▶ WHAT YOU ARE ASKED TO DO
Please count the lines in the entries below that contain the string "stone", treating case as significant. Reply with the number alone.

▶ PROVIDED INFORMATION
■ ■ ■ ■ ■

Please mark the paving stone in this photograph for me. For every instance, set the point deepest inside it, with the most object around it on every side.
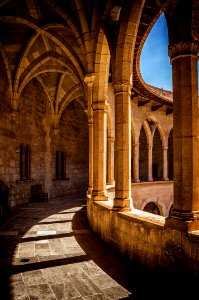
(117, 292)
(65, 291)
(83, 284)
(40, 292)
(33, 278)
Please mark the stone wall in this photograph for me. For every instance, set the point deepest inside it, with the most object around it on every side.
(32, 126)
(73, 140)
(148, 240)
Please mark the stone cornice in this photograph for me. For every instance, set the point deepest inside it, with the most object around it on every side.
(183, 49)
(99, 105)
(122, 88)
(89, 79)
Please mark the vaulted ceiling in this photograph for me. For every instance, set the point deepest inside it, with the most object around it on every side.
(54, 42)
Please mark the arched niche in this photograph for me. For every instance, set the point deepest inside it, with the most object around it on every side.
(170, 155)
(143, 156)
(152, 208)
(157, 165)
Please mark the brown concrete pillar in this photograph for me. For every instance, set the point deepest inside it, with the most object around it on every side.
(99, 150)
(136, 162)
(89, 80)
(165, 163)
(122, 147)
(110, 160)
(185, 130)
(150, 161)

■ ■ ■ ■ ■

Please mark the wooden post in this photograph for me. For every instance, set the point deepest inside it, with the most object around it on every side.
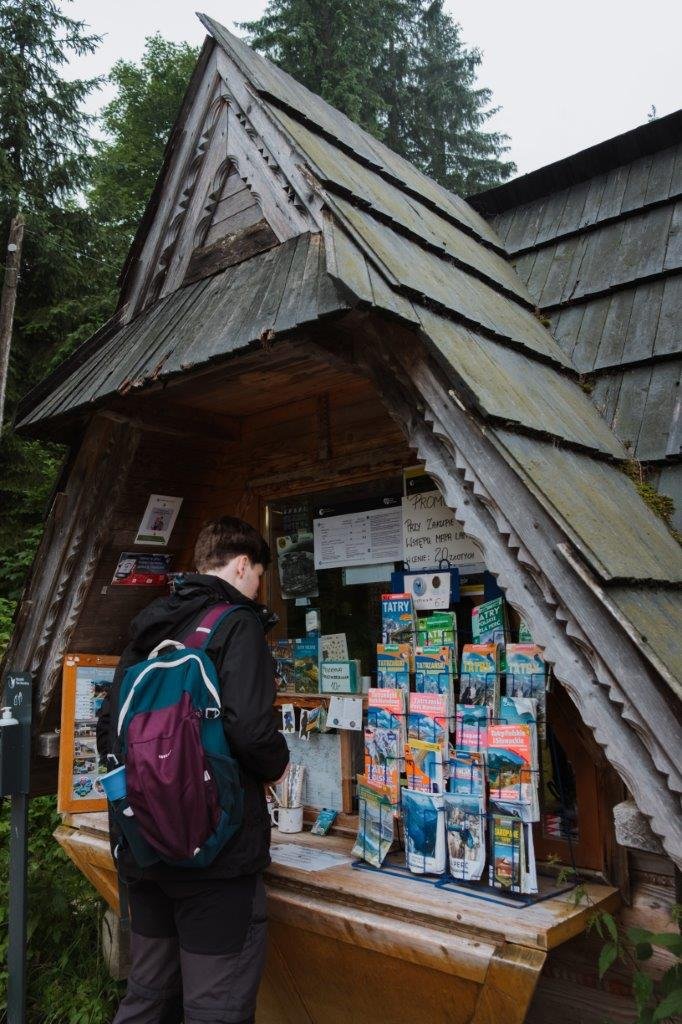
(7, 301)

■ ■ ■ ■ ■

▶ OUTPUT OF THE TASK
3